> EXCERPTED PASSAGE:

Wasilla is the place where I have lived for the past 29 years - sort of. The house in which my wife and I raised our family sits here, but I have made my rather odd career as a different sort of photojournalist by continually wandering off to other places to photograph people and gather information, which I have then put together in various publications that have served the Alaska Native Eskimo, Indian and Aleut communities.

Although I did not have a great of free time to devote to this rather strange community, named after a Tanaina Athabascan Indian chief who knew Wasilla in the way that I so impossibly long to, I have still documented it regularly over the past quarter-century plus. In the early days, my Wasilla photographs focused mostly upon my children and the events they participated in - baseball, football, figure skating, hockey, frog catching, fire cracker detonation, Fourth of July parade - that sort of thing. 

In 2002, I purchased my first digital camera and then, whenever I was home, I began to photograph Wasilla upon a daily basis, but not in a conventional way. These were grab shots - whatever caught my eye as I took my many long walks or drove through the town, shooting through the car window at people and scenes that appeared and disappeared before I could even focus and compose in the traditional photographic way.

> GOALS:
a – According to the Wasilla text, who is the town named after?
b – Go on with the Wasilla text, starting right after its final sentence.
The material that comes next has no connection to the Wasilla text.

> DATA ENTRIES:
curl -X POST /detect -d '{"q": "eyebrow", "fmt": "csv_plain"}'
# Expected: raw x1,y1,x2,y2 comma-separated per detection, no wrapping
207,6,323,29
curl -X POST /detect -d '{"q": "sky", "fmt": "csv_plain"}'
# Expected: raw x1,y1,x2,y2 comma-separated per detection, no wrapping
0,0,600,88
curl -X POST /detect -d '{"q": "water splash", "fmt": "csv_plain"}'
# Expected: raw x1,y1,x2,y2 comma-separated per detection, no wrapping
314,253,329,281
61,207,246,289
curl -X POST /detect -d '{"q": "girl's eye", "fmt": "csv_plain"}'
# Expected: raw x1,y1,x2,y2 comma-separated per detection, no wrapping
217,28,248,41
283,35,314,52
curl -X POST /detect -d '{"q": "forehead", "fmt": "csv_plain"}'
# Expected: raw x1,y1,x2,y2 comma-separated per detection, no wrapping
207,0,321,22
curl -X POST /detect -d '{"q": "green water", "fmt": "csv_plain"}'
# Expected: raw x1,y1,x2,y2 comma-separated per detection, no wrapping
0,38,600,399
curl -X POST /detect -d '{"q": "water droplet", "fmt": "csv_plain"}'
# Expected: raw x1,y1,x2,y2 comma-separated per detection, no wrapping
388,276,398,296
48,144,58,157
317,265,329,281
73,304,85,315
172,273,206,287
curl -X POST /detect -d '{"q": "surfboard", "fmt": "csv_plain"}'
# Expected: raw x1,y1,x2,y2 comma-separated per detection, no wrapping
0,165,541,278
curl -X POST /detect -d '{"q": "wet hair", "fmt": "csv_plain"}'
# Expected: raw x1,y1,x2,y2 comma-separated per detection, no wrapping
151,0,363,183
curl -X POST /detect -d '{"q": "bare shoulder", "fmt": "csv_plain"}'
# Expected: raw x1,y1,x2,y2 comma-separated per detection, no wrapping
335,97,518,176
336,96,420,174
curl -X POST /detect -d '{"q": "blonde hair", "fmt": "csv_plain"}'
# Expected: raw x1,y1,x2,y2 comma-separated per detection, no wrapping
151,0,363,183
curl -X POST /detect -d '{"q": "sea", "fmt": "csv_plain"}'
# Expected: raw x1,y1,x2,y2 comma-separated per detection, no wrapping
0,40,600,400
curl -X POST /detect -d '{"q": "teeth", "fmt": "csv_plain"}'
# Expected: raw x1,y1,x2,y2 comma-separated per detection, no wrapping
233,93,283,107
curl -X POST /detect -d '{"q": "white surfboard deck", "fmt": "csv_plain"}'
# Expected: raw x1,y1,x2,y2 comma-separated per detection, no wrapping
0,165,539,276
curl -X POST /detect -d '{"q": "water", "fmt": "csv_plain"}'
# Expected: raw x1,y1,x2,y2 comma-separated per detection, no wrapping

> TASK-BY-TASK OUTPUTS:
a – A Tanaina Athabascan Indian chief.

b –
Thus, the Wasilla portion of this blog will be devoted both to the images that I take as I wander about and those that I have taken in the past. Despite the odd, random, nature of the images, I believe they communicate something powerful about this town that I have never seen expressed anywhere else. 

Wasilla is a sprawling community that has been slapped down hodge-podge upon what was so recently wilderness of the most exquisite beauty. In its design, it is deliberately anti-zoned, anti-planned. In the building of Wasilla, the desire to make a buck has trumped aesthetics and all other considerations. This town, built in the midst of exquisite beauty, has largely become an unsightly, unattractive, mess of urban sprawl. Largely because of this, it often seems to me that Wasilla is a community with no sense of community, a town devoid of town soul.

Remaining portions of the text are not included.